-- begin TEXT PASSAGE --

The Hilbert nullstellsatz tells us that for a complete field $K$, there is a bijective correspondence between K-varieties and finitely generated algegras over $K$.
When the field is not complete, eg $K=R$, what goes wrong here? We still have a map from the set of varieties over $K$ to finitely generated algebras over $K$. So it not to give us a bijection it must fail to be bijective or injective. Which of these happens? Does it fail to be surjective or injective or both?
When $K$ is not algebraically closed, one useful choice of replacement for the naive notion of an affine algebraic subset of $K^n$ is an affine algebraic subset of $\bar{K}^n$ which is a union of orbits of the absolute Galois group $\text{Gal}(\bar{K}/K)$. The Nullstellensatz, together with the fundamental theorem of Galois theory, implies that such things correspond bijectively to radical ideals of $K[x_1, ... x_n]$.
First, I would like to offer a more rigorous statement of Hilbert's Nullstellensatz from Dummit and Foote's Abstract Algebra:
Let $E$ be an algebraically closed field. Then $\mathcal{I}(\mathcal{Z}(I)) = \mathop{\mathrm{rad}} I$ for every ideal $I$ of $E[x_1, \ldots, x_n].$ Moreover the maps $\mathcal{Z}$ and $\mathcal{I}$ in the correspondence $$\{ \mbox{affine algebraic sets} \} \xleftarrow[\mathcal{Z}]{\xrightarrow{\mathcal{I}}} \{\mbox{radical ideals} \}$$ are bijections of each other.
Now, it should be absolutely obvious why the bijection breaks down when the field considered is $\mathbb{R}$. $\mathbb{R}$ is not algebraically closed (consider $x^2+1 \in \mathbb{R}[x]$, which has a variety that includes $i\not\in \mathbb{R}$) so the Nullstellensatz does not apply and the bijection does not happen.
As for whether or not this is a failure to be injective or surjective, that depends on whether you are talking about $\mathcal{Z}$ or $\mathcal{I}.$

-- end TEXT PASSAGE --
-- begin DATA SEGMENT --

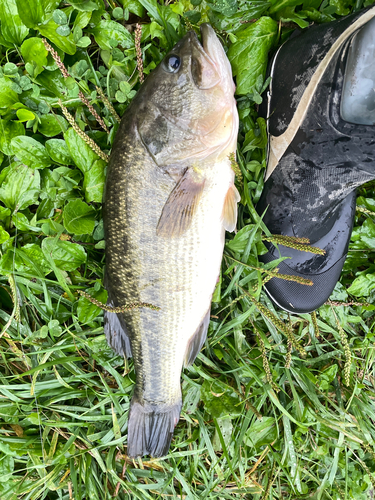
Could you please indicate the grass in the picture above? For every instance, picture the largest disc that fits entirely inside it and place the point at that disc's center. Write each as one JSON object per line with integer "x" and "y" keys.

-- end DATA SEGMENT --

WRITTEN INSTRUCTION 1:
Write out the part of the Nullstellensatz thread from "When the field is" up to and including "of $K[x_1, ... x_n]$.".
WRITTEN INSTRUCTION 2:
Summarize the Nullstellensatz thread in three sentences.

TASK SOLUTION 1:
When the field is not complete, eg $K=R$, what goes wrong here? We still have a map from the set of varieties over $K$ to finitely generated algebras over $K$. So it not to give us a bijection it must fail to be bijective or injective. Which of these happens? Does it fail to be surjective or injective or both?
When $K$ is not algebraically closed, one useful choice of replacement for the naive notion of an affine algebraic subset of $K^n$ is an affine algebraic subset of $\bar{K}^n$ which is a union of orbits of the absolute Galois group $\text{Gal}(\bar{K}/K)$. The Nullstellensatz, together with the fundamental theorem of Galois theory, implies that such things correspond bijectively to radical ideals of $K[x_1, ... x_n]$.

TASK SOLUTION 2:
The thread asks what goes wrong with the Nullstellensatz correspondence between varieties and finitely generated algebras over a field like $\mathbb{R}$, and whether the map fails to be injective, surjective, or both. One reply suggests replacing affine algebraic subsets of $K^n$ with affine algebraic subsets of $\bar{K}^n$ that are unions of orbits of $\text{Gal}(\bar{K}/K)$, which correspond bijectively to radical ideals of $K[x_1, \ldots, x_n]$. Another reply says the bijection breaks down for $\mathbb{R}$ because $\mathbb{R}$ is not algebraically closed, and that whether the failure concerns injectivity or surjectivity depends on whether $\mathcal{Z}$ or $\mathcal{I}$ is meant.